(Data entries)

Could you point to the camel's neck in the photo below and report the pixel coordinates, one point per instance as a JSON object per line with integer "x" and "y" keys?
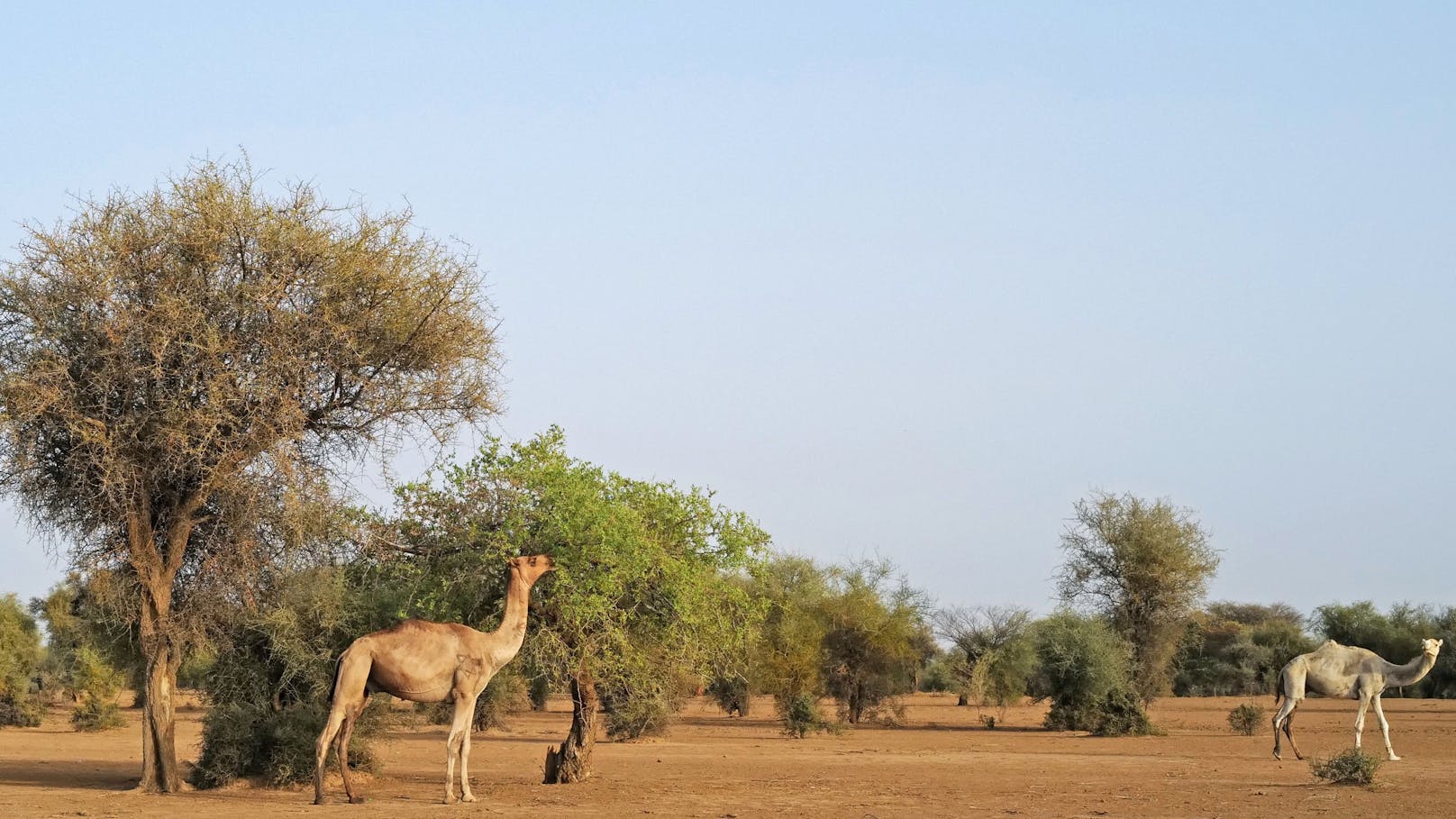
{"x": 1410, "y": 674}
{"x": 513, "y": 625}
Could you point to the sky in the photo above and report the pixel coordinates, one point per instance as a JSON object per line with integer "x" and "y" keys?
{"x": 896, "y": 278}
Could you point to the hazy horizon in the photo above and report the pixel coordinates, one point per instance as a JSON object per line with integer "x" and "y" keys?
{"x": 898, "y": 280}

(TASK GOAL) Arrange the rows above as a Markdown table with two columns, Number and Row Text, one table row per non-blank line. Leave the pictures out.

(SOLUTION FOR THIS TASK)
| Number | Row Text |
|---|---|
| 1 | Could you point to the camel's neck in the photo below and report the pixel coordinates, one point per instance as a JSON object per line with integer "x" and "y" keys? |
| 2 | {"x": 1410, "y": 674} |
| 3 | {"x": 513, "y": 625} |
| 4 | Could you point to the sky in the photo above and report the pixel coordinates, one point per instance as a JSON object per line with integer "x" and "y" keys? |
| 5 | {"x": 896, "y": 278} |
| 6 | Could you point to the hazy horizon in the photo above and report the pixel coordinates, one point per instance as a JSON object per line with integer "x" and "y" keys? |
| 7 | {"x": 898, "y": 280} |